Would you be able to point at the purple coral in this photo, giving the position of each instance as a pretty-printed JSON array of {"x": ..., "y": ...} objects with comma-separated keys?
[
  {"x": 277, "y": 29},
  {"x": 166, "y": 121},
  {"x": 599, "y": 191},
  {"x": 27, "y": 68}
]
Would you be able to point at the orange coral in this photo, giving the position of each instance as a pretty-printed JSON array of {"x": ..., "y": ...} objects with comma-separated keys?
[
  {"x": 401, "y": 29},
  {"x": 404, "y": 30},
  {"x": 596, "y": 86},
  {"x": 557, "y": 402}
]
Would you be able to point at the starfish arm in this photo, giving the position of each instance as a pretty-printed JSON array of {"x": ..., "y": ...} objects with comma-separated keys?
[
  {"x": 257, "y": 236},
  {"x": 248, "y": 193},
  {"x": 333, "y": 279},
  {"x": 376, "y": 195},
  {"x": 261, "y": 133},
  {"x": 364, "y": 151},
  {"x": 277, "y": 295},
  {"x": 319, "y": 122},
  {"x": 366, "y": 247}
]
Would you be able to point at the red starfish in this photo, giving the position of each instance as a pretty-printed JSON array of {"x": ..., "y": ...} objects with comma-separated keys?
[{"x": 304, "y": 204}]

[SHORT TASK] Could you retype the whole listing above verbatim, every line in its original order?

[REPLY]
Would you be able to point at the purple coral in this photo, giving the position of each instance as a pretty-printed JSON array of {"x": ..., "y": ...} objects with comma-separated keys?
[
  {"x": 277, "y": 29},
  {"x": 166, "y": 121},
  {"x": 599, "y": 191},
  {"x": 27, "y": 68}
]
Would you be able to point at the orange coral in this photo, giving the position of each instance as a pretty-printed JSON array of {"x": ..., "y": ...} objects with comma-separated keys?
[
  {"x": 401, "y": 29},
  {"x": 404, "y": 30},
  {"x": 596, "y": 86},
  {"x": 557, "y": 402}
]
Would you be able to point at the starfish arm in this photo, giving the position of each instance as a pretty-printed JSON array of {"x": ..., "y": ...} objects with comma-separated keys?
[
  {"x": 257, "y": 236},
  {"x": 248, "y": 193},
  {"x": 333, "y": 279},
  {"x": 376, "y": 195},
  {"x": 261, "y": 133},
  {"x": 364, "y": 151},
  {"x": 277, "y": 295},
  {"x": 319, "y": 122},
  {"x": 366, "y": 247}
]
Would you be able to point at the red starfish in this photo, giving the position of each instance as a pretty-printed JSON array of {"x": ..., "y": ...} objects with comma-separated keys?
[{"x": 304, "y": 204}]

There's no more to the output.